■ **SELECTED EXTRACT**:
· · · · · · ·

In addition to the shelved plans, Kore hired Jay Bellows as CEO to take the company in a new direction with Gorrill stepping down.
“This decision was not made lightly, but I’m confident it is the right time for the company to embrace its next chapter,” Gorrill said in a LinkedIn post.
Plans for the Koreplex campus unanimously received support from the Buckeye Valley Chamber of Commerce last year, and it was supposed to be the centerpiece of Kore’s growth strategy moving forward.
However, after years of hype and construction delays, the site was quietly listed for sale in mid-January, real estate trade journal Azbex first reported. The city’s chamber of commerce did not immediately respond to a request for comment.
Plans for Koreplex date back to May 2021, when Kore was weighing where it would locate the facility. The company eventually chose Buckeye. But over the years blueprints expanded, costs grew and dates kept getting pushed back.

· · · · · · ·

■ **SOURCE DATA**:
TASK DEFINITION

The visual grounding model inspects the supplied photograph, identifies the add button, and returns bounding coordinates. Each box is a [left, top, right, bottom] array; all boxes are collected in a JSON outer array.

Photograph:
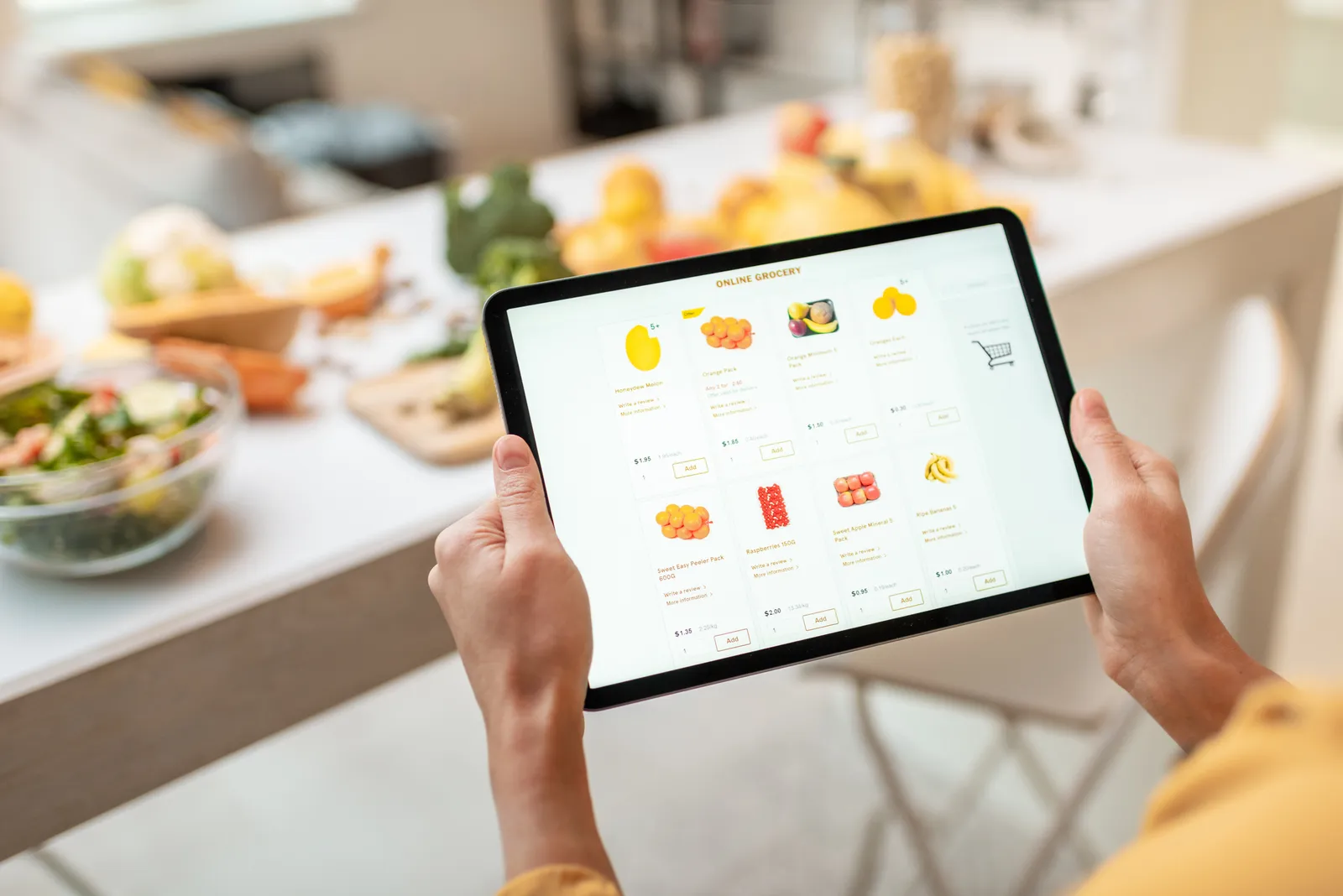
[[975, 569, 1007, 591], [713, 629, 750, 654], [802, 609, 839, 632], [891, 587, 922, 610], [844, 423, 877, 445], [672, 457, 709, 479], [928, 408, 960, 426]]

· · · · · · ·

■ **REQUIREMENTS**: Can you condense the paragraph of the Koreplex article that begins "Plans for Koreplex date back" into a short list of its main facts? Rely only on the Koreplex article, not on the lines.

■ **FINAL RESULT**:
- Koreplex plans go back to May 2021, when Kore was deciding where to put the facility.
- Kore eventually picked Buckeye.
- Over time, the blueprints expanded, costs rose, and dates kept slipping.